» INFORMATION SUPPLIED:
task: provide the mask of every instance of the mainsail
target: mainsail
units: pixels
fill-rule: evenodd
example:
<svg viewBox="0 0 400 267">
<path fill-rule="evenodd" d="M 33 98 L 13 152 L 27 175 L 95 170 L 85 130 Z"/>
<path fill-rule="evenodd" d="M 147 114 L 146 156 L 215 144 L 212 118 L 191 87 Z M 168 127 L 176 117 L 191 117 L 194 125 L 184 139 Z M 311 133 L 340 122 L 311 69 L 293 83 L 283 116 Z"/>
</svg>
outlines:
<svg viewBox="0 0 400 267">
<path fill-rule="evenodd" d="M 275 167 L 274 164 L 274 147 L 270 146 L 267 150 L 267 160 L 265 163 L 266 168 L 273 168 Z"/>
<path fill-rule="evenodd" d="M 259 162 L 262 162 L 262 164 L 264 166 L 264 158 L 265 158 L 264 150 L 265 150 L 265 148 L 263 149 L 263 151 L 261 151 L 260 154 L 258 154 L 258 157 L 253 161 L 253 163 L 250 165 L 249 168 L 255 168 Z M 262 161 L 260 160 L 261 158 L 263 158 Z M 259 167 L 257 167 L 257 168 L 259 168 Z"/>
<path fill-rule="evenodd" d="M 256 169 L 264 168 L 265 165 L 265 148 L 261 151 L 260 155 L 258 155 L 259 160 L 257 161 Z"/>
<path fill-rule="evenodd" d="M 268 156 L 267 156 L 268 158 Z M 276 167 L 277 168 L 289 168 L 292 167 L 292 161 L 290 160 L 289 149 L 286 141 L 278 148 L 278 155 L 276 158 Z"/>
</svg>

» EXERCISE REQUIREMENTS: The complete data is to be transcribed verbatim.

» EXERCISE SOLUTION:
task: provide the mask of every instance of the mainsail
target: mainsail
units: pixels
fill-rule: evenodd
example:
<svg viewBox="0 0 400 267">
<path fill-rule="evenodd" d="M 33 98 L 13 152 L 27 175 L 95 170 L 85 130 Z"/>
<path fill-rule="evenodd" d="M 147 114 L 146 156 L 215 144 L 212 118 L 191 87 Z M 168 127 L 176 117 L 191 117 L 194 125 L 184 139 Z M 311 133 L 340 122 L 311 69 L 293 83 L 283 116 Z"/>
</svg>
outlines:
<svg viewBox="0 0 400 267">
<path fill-rule="evenodd" d="M 275 167 L 274 164 L 274 147 L 270 146 L 267 150 L 267 160 L 265 163 L 266 168 L 273 168 Z"/>
<path fill-rule="evenodd" d="M 259 162 L 262 162 L 262 164 L 264 166 L 264 158 L 265 158 L 264 150 L 265 150 L 265 148 L 263 149 L 263 151 L 261 151 L 260 154 L 258 154 L 258 157 L 253 161 L 253 163 L 250 165 L 249 168 L 255 168 Z M 262 161 L 260 160 L 261 158 L 263 158 Z M 259 167 L 257 167 L 257 168 L 259 168 Z"/>
<path fill-rule="evenodd" d="M 256 169 L 264 168 L 265 165 L 265 148 L 261 151 L 260 155 L 258 155 L 259 160 L 257 161 Z"/>
<path fill-rule="evenodd" d="M 268 156 L 267 156 L 268 158 Z M 276 167 L 277 168 L 289 168 L 292 167 L 292 161 L 290 160 L 289 149 L 286 141 L 278 148 L 278 155 L 276 158 Z"/>
</svg>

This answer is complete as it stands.